**Data provided:**

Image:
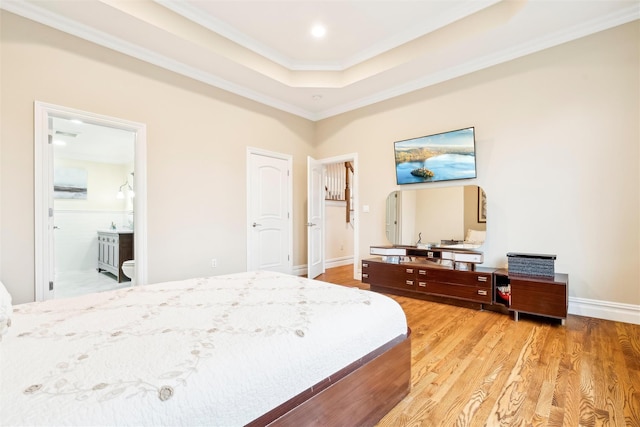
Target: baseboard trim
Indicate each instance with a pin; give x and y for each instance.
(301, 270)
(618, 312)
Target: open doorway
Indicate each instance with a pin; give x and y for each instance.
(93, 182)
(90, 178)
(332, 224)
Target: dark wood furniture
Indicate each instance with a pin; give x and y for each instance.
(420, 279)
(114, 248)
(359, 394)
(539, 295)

==

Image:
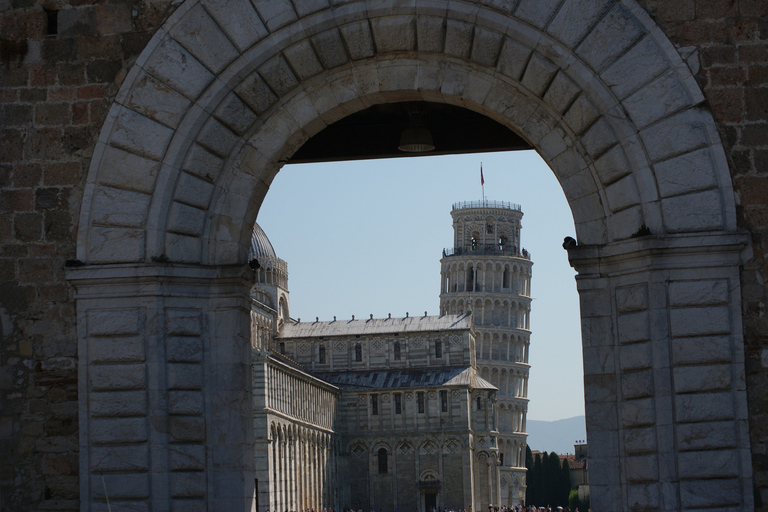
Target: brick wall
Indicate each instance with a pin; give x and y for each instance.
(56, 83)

...

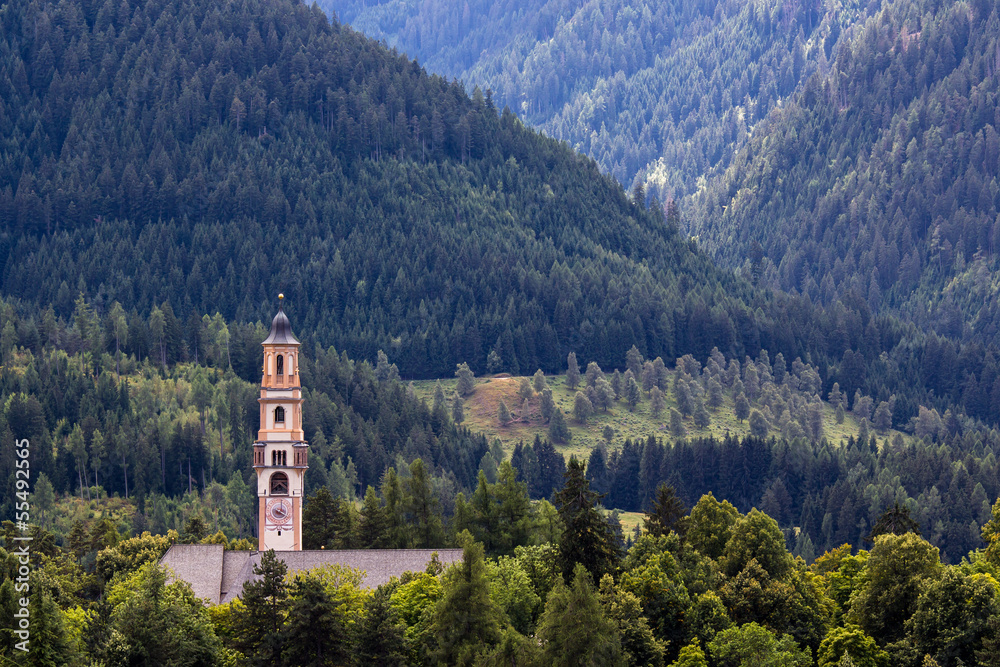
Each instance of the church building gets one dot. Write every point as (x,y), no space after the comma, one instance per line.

**Exercise description:** Scan the lines above for "Target", then copy every one that has it.

**Result of the exercise:**
Target: baseboard trim
Target: open doorway
Target: dark wood furniture
Target: brick wall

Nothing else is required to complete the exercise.